- What you will do:
Restate word for word only the lines running from the one with "# output is" to the end of the data, both ends included. Omit any pictures.

- Information given:

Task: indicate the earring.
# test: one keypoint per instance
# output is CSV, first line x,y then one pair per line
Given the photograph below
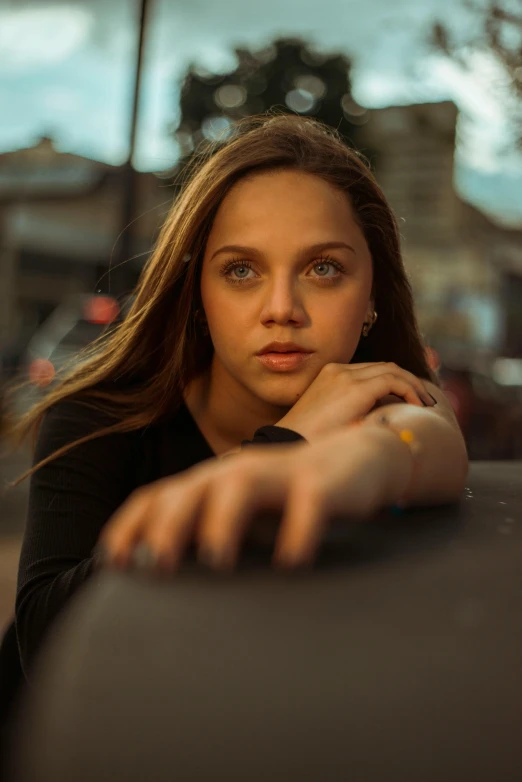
x,y
367,326
202,322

- Result of this task:
# output is CSV, first line x,y then one pair per line
Given the photograph below
x,y
367,326
202,322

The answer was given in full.